**PAGE EXTRACT:**
Tiger Creek staff maintains a close watch on visitors at all time, eliminating the chance of a visitor causing a tiger to become agitated as apparently happened in San Francisco. There is also a strong interactive relationship between tigers and the keepers. Because Tiger Creek’s cats are either hand-raised or have a great deal of human interaction during rehabilitation, our keepers know their personalities. Problem or spooky tigers are kept farther from the public behind more barriers where visitors can’t disturb them. They are rotated to exercise yards and given play toys. Staff do target training to make it easier to provide care to the animals without having to risk getting in the cages with them. Access to the animals’ living spaces is limited to senior keepers who know their business and take no chances. A content, happy tiger is a lot less likely to jump over a wall and attack a visitor.

Tiger Creek Wildlife Refuge is working on building a new program at the refuge to train zookeepers and wildlife professionals in how to implement this multi-layered captive management approach that layers facility, maintenance, training and relationship building into an integrated safety system with greater redundancy built into it. As the number of tigers and other large cats in captivity inevitably increases, it is important that we thoroughly train a new generation of captive managers and keepers.

If you’d like to be a part of creating that training program and improving the safety of our zoos, refuges and wildlife parks, contact me at (903) 714-2353 or by e-mail at to find out what you can do to help us prepare provide a safe home for our tigers and a safe place for our children to watch and learn about them. You can also visit us at and to find out more about what we do at Tiger Missing Link Foundation.

There are just over 320 tigers in AZA accredited zoos in the US. There are more than 3,000 in refuges, animal theme parks and smaller zoos. The majority of attacks, however have occurred in AZA zoos and often in large ones like San Francisco, San Antonio and Denver, while smaller refuges like Tiger Creek and zoos like Tyler’s Caldwell zoo, which shares the Tiger Creek philosophy of hand-raising captive cats, have had few major incidents. Tiger Creek has had no serious injury or incident on its grounds or during the many sponsored rescues it has conducted since it opened 12 years ago. Tiger Creek manages nearly 40 cats in its facility with up to 9 intern/trainees on staff at a time. The Refuge's safety policies have worked there as they have in hundreds of other refuges and small zoos and I believe it is because these folks take a practical approach to captive management that recognizes that a happy cat is a safer cat. That's one more safety layer that AZA should consider recommending to its associated zoos.

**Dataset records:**

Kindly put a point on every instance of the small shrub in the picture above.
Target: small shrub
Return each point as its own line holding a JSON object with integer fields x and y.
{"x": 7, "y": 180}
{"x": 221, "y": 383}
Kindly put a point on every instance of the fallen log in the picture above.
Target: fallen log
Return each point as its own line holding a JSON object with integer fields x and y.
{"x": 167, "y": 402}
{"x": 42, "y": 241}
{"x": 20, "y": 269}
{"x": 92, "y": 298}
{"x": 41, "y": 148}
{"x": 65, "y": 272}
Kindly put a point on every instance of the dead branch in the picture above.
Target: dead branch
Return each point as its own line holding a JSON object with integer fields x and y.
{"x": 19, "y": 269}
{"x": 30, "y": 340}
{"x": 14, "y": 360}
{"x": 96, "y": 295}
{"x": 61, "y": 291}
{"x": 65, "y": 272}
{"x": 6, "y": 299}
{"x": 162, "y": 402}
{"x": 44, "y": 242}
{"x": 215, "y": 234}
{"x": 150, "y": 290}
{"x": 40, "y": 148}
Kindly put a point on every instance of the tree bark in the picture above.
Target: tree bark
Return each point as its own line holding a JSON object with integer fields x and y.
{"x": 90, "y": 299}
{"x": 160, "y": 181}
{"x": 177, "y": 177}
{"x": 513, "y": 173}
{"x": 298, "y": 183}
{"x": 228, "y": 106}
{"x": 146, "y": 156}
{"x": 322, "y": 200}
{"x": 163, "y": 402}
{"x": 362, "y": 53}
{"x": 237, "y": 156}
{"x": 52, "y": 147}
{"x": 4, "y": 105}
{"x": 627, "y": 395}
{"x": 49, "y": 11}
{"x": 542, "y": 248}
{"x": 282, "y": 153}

**TASK BRIEF:** Copy out the full passage on tiger safety at Tiger Creek word for word. The listing comes from a separate source and is unrelated to the passage.

**ANSWER AREA:**
Tiger Creek staff maintains a close watch on visitors at all time, eliminating the chance of a visitor causing a tiger to become agitated as apparently happened in San Francisco. There is also a strong interactive relationship between tigers and the keepers. Because Tiger Creek’s cats are either hand-raised or have a great deal of human interaction during rehabilitation, our keepers know their personalities. Problem or spooky tigers are kept farther from the public behind more barriers where visitors can’t disturb them. They are rotated to exercise yards and given play toys. Staff do target training to make it easier to provide care to the animals without having to risk getting in the cages with them. Access to the animals’ living spaces is limited to senior keepers who know their business and take no chances. A content, happy tiger is a lot less likely to jump over a wall and attack a visitor.

Tiger Creek Wildlife Refuge is working on building a new program at the refuge to train zookeepers and wildlife professionals in how to implement this multi-layered captive management approach that layers facility, maintenance, training and relationship building into an integrated safety system with greater redundancy built into it. As the number of tigers and other large cats in captivity inevitably increases, it is important that we thoroughly train a new generation of captive managers and keepers.

If you’d like to be a part of creating that training program and improving the safety of our zoos, refuges and wildlife parks, contact me at (903) 714-2353 or by e-mail at to find out what you can do to help us prepare provide a safe home for our tigers and a safe place for our children to watch and learn about them. You can also visit us at and to find out more about what we do at Tiger Missing Link Foundation.

There are just over 320 tigers in AZA accredited zoos in the US. There are more than 3,000 in refuges, animal theme parks and smaller zoos. The majority of attacks, however have occurred in AZA zoos and often in large ones like San Francisco, San Antonio and Denver, while smaller refuges like Tiger Creek and zoos like Tyler’s Caldwell zoo, which shares the Tiger Creek philosophy of hand-raising captive cats, have had few major incidents. Tiger Creek has had no serious injury or incident on its grounds or during the many sponsored rescues it has conducted since it opened 12 years ago. Tiger Creek manages nearly 40 cats in its facility with up to 9 intern/trainees on staff at a time. The Refuge's safety policies have worked there as they have in hundreds of other refuges and small zoos and I believe it is because these folks take a practical approach to captive management that recognizes that a happy cat is a safer cat. That's one more safety layer that AZA should consider recommending to its associated zoos.